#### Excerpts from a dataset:
____________________

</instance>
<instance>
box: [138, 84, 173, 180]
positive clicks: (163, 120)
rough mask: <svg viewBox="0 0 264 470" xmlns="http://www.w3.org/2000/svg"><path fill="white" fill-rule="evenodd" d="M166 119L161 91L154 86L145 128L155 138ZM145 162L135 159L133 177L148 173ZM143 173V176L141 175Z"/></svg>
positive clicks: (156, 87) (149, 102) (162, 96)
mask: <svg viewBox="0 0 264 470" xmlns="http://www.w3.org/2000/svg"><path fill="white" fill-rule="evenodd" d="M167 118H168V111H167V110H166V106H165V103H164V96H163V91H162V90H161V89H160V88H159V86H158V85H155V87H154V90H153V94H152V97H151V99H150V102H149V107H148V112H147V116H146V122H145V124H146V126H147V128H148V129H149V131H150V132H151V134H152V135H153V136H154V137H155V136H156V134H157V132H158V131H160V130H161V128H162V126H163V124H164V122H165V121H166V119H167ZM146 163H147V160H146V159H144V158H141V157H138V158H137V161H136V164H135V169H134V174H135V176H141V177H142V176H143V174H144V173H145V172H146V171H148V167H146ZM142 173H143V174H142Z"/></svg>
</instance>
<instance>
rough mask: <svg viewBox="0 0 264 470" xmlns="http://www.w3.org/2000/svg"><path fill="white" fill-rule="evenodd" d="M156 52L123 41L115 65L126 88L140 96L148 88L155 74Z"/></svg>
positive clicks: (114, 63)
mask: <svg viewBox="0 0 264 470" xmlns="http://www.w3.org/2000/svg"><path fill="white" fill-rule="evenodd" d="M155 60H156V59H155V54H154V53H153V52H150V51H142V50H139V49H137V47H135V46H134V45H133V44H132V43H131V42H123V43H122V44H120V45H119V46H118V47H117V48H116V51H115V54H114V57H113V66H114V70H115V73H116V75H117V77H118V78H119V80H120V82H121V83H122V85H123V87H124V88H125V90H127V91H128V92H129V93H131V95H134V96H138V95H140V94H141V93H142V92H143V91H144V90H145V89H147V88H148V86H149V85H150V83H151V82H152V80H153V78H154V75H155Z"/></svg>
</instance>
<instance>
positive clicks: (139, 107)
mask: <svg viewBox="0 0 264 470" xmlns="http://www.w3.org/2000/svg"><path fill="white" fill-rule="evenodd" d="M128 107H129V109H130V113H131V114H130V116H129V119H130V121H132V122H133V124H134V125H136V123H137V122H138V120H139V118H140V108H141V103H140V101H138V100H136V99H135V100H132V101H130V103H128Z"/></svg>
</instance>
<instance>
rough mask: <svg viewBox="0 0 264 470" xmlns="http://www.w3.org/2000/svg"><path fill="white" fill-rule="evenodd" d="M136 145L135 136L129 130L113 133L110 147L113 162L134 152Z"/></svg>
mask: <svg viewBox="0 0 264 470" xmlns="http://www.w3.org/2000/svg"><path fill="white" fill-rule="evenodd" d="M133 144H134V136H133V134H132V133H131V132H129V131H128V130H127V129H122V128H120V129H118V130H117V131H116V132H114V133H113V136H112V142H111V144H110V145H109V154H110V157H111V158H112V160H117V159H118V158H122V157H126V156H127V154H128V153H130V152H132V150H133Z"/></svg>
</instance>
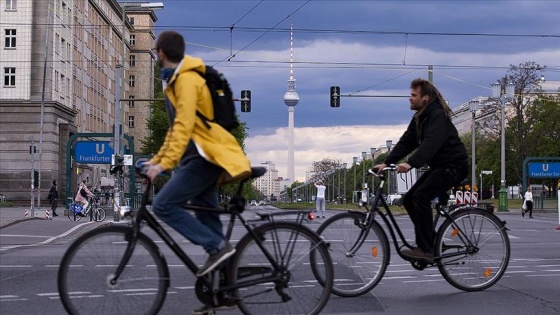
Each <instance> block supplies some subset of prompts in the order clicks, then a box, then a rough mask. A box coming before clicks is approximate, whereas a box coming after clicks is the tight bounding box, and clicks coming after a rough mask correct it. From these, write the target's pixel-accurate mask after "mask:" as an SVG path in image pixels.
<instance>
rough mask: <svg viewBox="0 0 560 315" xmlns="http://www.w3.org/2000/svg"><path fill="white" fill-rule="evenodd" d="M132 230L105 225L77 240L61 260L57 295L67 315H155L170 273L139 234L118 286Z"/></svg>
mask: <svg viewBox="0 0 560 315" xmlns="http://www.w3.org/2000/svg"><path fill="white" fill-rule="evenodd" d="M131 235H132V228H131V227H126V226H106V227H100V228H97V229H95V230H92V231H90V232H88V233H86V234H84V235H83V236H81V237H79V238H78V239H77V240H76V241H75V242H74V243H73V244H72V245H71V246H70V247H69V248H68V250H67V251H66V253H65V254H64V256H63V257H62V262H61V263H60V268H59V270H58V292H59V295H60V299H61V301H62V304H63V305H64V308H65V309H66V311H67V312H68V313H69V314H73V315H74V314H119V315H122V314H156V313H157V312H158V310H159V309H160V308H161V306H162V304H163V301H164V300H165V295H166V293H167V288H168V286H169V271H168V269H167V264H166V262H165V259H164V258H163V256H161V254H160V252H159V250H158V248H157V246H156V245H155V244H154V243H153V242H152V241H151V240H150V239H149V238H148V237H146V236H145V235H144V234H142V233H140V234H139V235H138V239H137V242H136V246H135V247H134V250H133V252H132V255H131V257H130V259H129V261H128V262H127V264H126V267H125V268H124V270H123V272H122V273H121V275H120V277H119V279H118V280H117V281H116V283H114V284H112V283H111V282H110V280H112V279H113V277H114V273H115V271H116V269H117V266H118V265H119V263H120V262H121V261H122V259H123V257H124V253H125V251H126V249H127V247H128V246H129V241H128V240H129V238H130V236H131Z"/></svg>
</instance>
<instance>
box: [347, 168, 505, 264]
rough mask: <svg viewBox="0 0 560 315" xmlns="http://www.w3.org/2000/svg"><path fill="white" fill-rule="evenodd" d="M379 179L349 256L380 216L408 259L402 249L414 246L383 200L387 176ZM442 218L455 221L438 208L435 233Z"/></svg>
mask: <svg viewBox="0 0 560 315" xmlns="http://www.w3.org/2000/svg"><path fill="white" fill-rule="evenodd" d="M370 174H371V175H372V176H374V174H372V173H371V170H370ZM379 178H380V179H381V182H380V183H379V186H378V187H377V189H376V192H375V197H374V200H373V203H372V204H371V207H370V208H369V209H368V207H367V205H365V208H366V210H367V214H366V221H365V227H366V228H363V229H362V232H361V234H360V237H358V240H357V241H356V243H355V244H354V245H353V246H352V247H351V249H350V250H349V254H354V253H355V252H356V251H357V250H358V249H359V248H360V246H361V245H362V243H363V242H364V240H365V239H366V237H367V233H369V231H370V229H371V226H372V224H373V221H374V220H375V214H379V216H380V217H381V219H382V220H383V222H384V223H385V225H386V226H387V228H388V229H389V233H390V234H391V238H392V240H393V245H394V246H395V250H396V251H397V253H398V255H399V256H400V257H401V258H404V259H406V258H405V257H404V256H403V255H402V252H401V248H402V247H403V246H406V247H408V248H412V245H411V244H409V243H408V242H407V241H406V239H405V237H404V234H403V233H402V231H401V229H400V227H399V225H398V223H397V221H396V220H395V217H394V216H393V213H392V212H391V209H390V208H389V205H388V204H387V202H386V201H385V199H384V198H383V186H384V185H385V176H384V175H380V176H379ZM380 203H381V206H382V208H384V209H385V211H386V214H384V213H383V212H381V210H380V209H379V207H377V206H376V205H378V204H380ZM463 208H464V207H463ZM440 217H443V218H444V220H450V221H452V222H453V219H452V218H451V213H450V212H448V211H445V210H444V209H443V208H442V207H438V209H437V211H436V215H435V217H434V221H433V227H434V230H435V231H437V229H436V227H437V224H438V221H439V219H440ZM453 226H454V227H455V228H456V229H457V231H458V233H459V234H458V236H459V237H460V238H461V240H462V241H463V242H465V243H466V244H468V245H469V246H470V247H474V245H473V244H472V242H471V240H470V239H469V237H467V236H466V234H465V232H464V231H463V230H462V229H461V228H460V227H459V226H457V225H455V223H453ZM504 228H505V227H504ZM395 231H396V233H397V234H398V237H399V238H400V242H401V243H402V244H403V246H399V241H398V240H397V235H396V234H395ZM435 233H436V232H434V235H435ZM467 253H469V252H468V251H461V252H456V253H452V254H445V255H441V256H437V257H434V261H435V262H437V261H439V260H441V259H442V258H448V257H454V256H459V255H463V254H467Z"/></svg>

____________________

#### GOAL OF THE EXERCISE:
Reprint the data above from the opening line to the line holding "119L161 91L154 86L145", inclusive, and nothing else.

#### THE ANSWER:
</instance>
<instance>
box: [138, 84, 173, 180]
positive clicks: (163, 120)
rough mask: <svg viewBox="0 0 264 470" xmlns="http://www.w3.org/2000/svg"><path fill="white" fill-rule="evenodd" d="M166 119L161 91L154 86L145 128L155 138ZM145 162L135 159L133 177L148 173ZM143 173V176L141 175Z"/></svg>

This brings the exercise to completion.